[Records from a data collection]
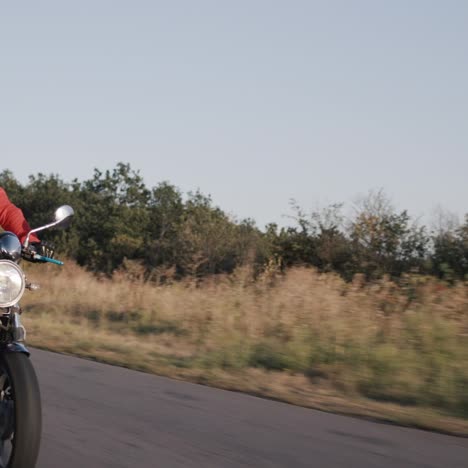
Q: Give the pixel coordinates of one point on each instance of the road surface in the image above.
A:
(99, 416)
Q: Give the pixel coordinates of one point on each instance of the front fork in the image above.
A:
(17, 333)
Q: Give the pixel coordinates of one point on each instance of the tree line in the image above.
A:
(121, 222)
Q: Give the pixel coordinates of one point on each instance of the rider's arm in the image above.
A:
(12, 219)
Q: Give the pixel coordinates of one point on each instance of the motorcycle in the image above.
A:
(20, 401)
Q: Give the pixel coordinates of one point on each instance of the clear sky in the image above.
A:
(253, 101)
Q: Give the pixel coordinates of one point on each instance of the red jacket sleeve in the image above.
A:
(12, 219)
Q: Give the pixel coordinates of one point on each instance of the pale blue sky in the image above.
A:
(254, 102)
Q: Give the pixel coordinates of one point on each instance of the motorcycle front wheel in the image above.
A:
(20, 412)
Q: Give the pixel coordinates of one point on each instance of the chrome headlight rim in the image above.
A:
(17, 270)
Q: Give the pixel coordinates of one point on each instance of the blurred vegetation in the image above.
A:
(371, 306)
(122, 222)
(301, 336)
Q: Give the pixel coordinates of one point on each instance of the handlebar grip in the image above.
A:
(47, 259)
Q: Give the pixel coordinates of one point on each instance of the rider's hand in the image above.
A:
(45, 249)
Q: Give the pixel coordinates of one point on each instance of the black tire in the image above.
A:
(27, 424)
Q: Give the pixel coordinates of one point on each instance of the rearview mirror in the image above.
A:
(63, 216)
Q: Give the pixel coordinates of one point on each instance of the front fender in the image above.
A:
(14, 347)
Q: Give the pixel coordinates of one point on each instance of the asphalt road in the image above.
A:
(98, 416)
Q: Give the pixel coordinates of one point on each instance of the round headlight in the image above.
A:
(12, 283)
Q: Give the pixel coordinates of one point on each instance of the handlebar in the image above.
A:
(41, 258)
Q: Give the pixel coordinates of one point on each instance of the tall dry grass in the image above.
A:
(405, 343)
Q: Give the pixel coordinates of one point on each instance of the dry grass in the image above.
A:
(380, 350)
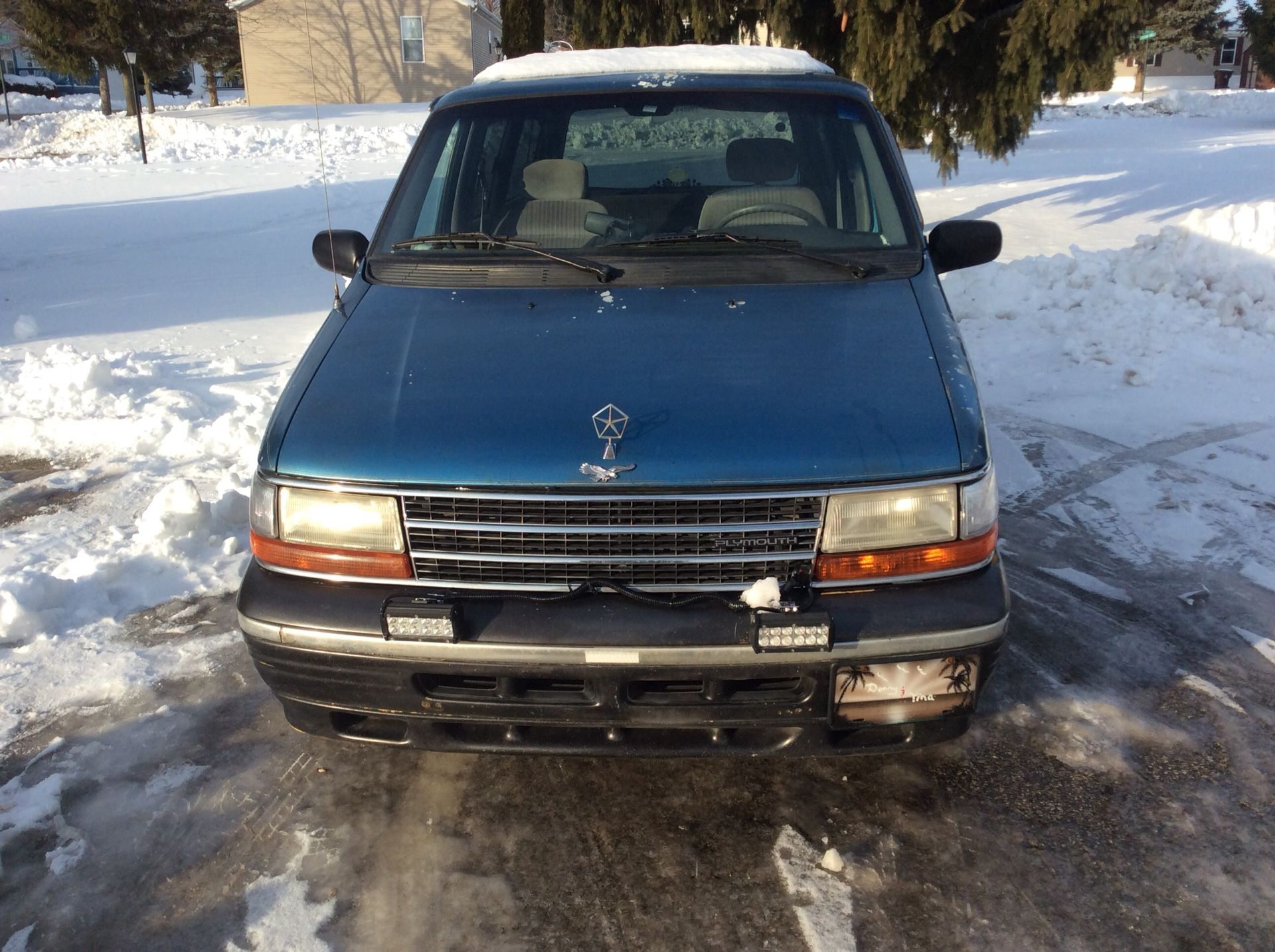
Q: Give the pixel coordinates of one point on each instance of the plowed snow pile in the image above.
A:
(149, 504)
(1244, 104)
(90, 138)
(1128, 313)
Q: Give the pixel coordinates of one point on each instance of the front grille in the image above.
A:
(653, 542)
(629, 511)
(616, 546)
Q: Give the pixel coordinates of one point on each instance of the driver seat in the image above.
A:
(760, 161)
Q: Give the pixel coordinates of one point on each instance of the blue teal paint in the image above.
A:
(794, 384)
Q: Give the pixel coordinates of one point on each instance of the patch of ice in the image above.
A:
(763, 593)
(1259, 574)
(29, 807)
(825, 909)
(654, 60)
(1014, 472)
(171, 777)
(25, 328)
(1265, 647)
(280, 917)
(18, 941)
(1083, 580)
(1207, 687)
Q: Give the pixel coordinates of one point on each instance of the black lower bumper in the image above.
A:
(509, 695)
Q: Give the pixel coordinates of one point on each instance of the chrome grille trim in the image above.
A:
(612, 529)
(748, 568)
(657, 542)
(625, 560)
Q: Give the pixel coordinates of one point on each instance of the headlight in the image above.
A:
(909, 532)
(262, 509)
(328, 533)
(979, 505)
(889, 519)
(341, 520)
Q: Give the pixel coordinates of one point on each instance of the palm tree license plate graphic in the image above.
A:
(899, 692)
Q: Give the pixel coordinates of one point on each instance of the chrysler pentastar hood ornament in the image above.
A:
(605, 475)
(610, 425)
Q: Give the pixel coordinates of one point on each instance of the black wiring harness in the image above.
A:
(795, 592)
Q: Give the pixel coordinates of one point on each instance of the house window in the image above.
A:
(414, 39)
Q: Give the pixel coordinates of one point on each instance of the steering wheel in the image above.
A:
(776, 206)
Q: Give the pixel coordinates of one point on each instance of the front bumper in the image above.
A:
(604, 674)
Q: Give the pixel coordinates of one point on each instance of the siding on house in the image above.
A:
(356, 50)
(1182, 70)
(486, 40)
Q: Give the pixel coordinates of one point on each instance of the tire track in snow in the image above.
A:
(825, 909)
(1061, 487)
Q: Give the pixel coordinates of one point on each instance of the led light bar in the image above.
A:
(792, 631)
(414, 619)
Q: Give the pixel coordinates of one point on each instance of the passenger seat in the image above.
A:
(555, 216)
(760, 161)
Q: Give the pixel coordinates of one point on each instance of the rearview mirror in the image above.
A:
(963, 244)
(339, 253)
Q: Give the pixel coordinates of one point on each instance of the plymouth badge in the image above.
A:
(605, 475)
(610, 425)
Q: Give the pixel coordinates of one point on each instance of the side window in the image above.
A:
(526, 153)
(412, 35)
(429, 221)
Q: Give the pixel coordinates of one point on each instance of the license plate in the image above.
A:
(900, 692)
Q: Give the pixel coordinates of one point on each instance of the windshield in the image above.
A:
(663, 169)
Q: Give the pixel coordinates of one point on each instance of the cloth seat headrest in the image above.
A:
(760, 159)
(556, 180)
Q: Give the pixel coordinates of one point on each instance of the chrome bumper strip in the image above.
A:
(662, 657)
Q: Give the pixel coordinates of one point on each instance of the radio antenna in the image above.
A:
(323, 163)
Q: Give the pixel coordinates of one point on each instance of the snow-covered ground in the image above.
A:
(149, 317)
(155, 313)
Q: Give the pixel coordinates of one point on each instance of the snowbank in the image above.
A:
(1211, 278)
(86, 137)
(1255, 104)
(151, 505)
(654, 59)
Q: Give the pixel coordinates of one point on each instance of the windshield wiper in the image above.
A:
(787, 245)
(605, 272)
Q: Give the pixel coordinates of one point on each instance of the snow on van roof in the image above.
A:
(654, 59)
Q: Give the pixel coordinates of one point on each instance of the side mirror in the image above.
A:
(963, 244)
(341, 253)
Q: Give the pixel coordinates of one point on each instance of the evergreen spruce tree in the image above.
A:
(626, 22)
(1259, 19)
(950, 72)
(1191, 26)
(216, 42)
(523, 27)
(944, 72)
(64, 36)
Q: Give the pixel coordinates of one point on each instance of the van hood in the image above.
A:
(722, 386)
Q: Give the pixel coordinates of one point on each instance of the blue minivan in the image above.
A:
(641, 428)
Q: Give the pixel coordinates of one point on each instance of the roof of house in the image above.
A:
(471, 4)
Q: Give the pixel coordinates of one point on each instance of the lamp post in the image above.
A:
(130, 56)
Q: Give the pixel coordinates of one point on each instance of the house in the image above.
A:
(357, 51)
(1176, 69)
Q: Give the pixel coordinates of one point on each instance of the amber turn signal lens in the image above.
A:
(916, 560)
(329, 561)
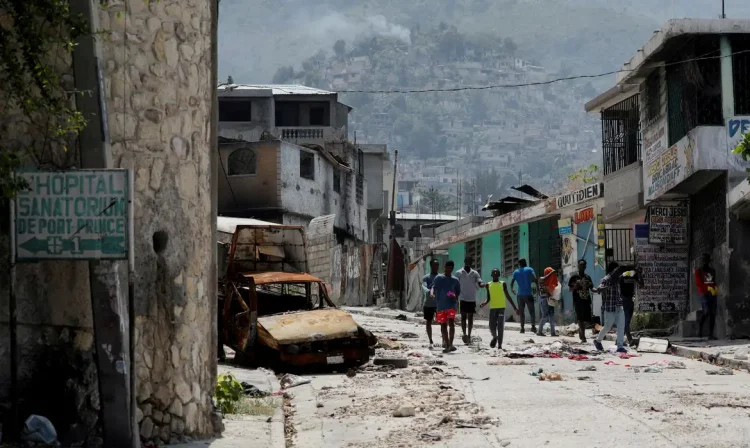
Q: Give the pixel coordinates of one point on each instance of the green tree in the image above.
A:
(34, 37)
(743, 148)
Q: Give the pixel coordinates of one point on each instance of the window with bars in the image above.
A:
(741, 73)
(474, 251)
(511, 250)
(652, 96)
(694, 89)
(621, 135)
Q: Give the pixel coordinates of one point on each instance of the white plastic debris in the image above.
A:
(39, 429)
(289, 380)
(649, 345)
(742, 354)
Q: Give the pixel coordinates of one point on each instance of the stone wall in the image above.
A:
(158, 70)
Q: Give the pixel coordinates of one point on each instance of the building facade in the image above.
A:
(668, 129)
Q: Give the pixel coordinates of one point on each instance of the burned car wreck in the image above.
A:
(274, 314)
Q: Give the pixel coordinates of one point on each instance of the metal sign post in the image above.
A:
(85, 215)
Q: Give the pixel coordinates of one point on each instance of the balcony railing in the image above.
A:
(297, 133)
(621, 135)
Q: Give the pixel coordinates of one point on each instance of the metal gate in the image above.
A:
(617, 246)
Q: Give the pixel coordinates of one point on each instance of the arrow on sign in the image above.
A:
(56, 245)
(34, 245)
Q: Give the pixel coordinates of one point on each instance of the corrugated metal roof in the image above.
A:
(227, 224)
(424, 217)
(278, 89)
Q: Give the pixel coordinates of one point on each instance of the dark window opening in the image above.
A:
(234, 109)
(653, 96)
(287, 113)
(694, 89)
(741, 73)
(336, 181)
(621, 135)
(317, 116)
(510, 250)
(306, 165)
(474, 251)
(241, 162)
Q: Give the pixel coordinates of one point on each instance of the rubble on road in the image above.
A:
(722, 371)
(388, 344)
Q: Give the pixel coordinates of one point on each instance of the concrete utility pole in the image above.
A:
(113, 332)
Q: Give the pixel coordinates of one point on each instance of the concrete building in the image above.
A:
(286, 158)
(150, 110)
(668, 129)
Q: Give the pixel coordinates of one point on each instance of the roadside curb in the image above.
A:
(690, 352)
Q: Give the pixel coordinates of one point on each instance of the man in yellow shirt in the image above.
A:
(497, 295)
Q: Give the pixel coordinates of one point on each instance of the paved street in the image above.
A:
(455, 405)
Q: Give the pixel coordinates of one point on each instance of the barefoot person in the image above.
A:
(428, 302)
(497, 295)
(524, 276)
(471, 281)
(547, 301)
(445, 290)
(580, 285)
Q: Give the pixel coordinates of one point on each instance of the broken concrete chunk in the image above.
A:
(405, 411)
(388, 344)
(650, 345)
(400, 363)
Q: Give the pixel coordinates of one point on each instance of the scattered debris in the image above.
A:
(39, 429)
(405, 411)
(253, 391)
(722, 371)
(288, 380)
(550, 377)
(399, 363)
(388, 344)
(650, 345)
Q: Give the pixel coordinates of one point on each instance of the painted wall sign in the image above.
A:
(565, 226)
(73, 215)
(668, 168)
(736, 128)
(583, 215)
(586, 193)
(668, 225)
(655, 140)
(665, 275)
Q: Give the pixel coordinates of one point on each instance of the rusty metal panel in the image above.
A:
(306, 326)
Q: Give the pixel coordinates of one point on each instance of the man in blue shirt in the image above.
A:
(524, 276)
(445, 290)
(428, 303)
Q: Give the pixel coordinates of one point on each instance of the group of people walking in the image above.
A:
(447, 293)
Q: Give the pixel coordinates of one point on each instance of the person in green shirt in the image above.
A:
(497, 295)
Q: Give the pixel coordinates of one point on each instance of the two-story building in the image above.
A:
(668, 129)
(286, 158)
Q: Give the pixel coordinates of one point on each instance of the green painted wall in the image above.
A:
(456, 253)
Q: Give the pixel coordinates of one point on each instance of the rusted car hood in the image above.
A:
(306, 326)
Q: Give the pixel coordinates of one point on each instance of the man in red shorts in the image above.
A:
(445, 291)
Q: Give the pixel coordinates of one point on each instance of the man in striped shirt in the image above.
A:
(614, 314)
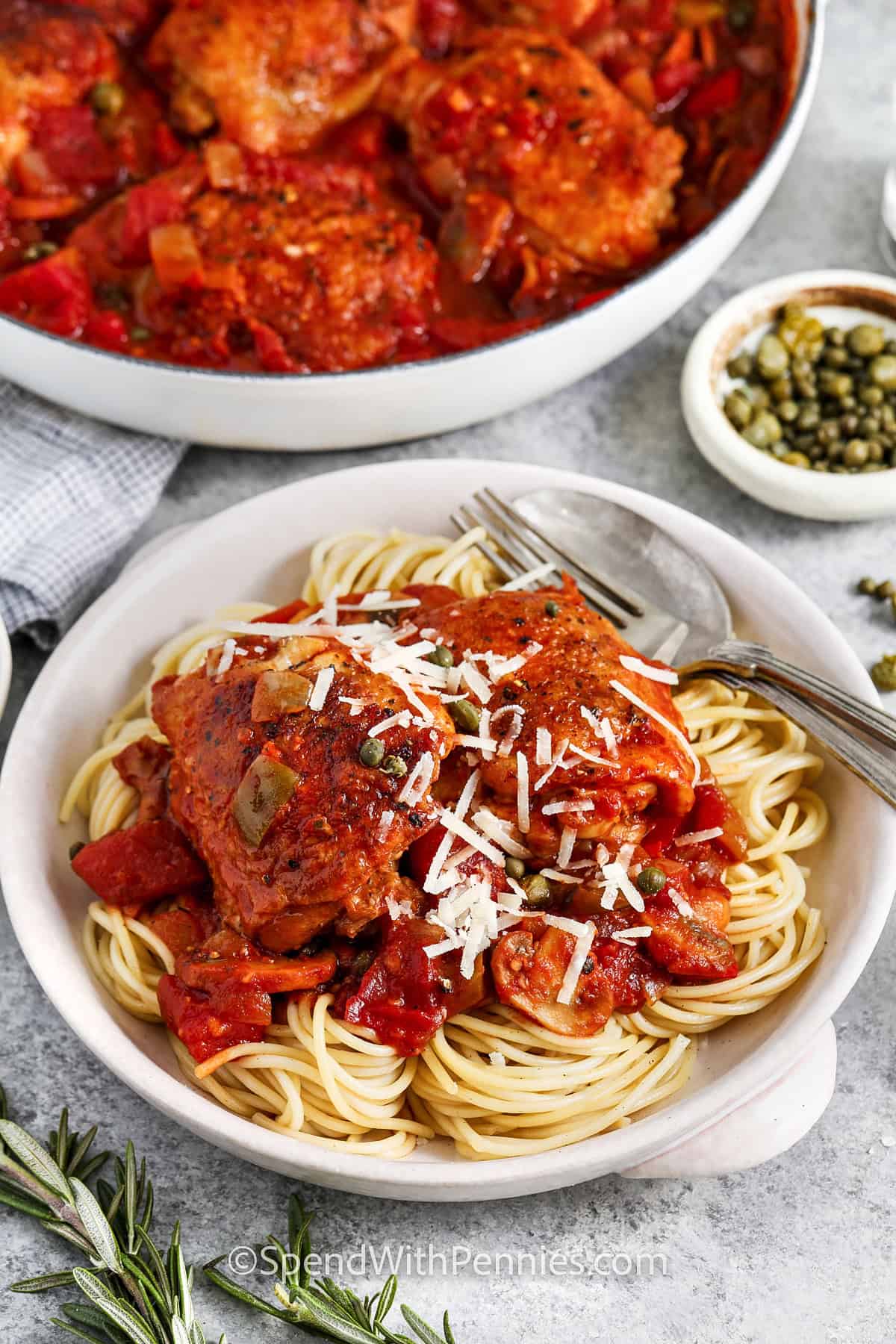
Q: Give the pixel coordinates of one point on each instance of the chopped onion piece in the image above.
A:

AIM: In the records above, locate the line containing "blue shirt in the image above.", then copy exactly that line and every line after it through the end, omitting pictures.

ANSWER TO THE PROBLEM:
Q: Give the pixel coordinates of one point on each instance of the man in blue shirt in the image above.
A:
(524, 276)
(445, 290)
(428, 303)
Q: Give the pixel coordinates of one point on each instance of the group of people walking in the image above.
A:
(447, 293)
Q: Give the pixel coordinates of one point on each instance of the person in green shirt in the image above.
A:
(497, 295)
Q: Give the pixel coordinates of one point on each instance of the two-story building in the image above.
A:
(668, 129)
(286, 158)
Q: Give the pixel coordinates of one point on each instance of the green painted wall in the image above.
A:
(456, 253)
Q: Give the pixel coordinates of one point on each instance of the rusted car hood in the image above.
A:
(306, 326)
Q: Give the pixel coordinates of one point on each instance of the man in red shorts in the image above.
A:
(445, 291)
Q: Give the pixel coordinates of one point on each instance of the man in striped shirt in the image above.
A:
(614, 314)
Q: Give the pixel coordinates of one point on each instance of the chopped onion piece in the image above.
A:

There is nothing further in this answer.